- [WHAT THE TASK ASKS]
Decide whether each statement below agrees with the abstract on Kierkegaard and James 1:18, answering yes or no and quoting the words of the abstract that settle it.
1. The paper gives a close reading of a discourse Kierkegaard published in 1843.
2. The scholarly debates name four basic options for who is brought forth by the "word of truth."
3. The paper opens by examining Works of Love.

- [EXCERPT PROVIDED]
□ □ □ □ □

Paul Martens, Baylor University
Grace in Creation: Kierkegaard on James 1:18 and the Condition for Receiving Gods Gifts
Luke Timothy Johnson, following Richard Bauckham (1999), claims that Kierkegaard “does not so much try to figure out what James meant as to consider what his own life means in light of James” (2004, 243). The purpose of this paper is to challenge the either/or implicit in Johnson’s assessment by attending to Kierkegaard’s interpretation of James 1:18. In the intense scholarly debates surrounding this passage, there are three basic options concerning who is brought forth by the “word of truth”: humanity, Jews, or Christians. In his idiosyncratic “upbuilding discourses” devoted to James 1:17-22, Kierkegaard seems oblivious to the minute details of this debate. Yet, this paper displays how a careful reading of Kierkegaard’s 1843 “Every Good Gift” discourse places him right in the middle of the debate. In short, this paper shows how Kierkegaard’s exegetical reflections on James 1:18 provide a sort of theological anthropology, an account of how God’s grace is the first word: God extends grace to all humanity in that God creates everyone with the absolute need for God, a good and perfect gift that (a) must be awakened and (b) can only be satisfied by the gift of the received Word (James 1:21). The proposed paper begins by briefly summarizing the scholarly debates surrounding this verse. Second, in conversation with Timothy Polk (1997) and Bauckham, it carefully examines Kierkegaard’s cryptic comments in the second of “Four Upbuilding Discourses” published in 1843. Third, it explores related texts in Kierkegaard’s corpus—“To Need God is a Human Being’s Highest Perfection” (1844), Philosophical Fragments (1844), and Works of Love (1847)—to illuminate the depth of Kierkegaard’s interpretive insight. In conclusion, coming full circle, the paper argues that it is precisely through considering his own life in light of James that Kierkegaard passionately sought to interpret what James meant.

□ □ □ □ □

(Source data)
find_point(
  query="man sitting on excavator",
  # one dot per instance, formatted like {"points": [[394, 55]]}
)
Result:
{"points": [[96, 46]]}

□ □ □ □ □

- [RESULT OF THIS TASK]
1. Yes: "a careful reading of Kierkegaard’s 1843 “Every Good Gift” discourse places him right in the middle of the debate"
2. No: "there are three basic options concerning who is brought forth by the “word of truth”: humanity, Jews, or Christians"
3. No: "The proposed paper begins by briefly summarizing the scholarly debates surrounding this verse."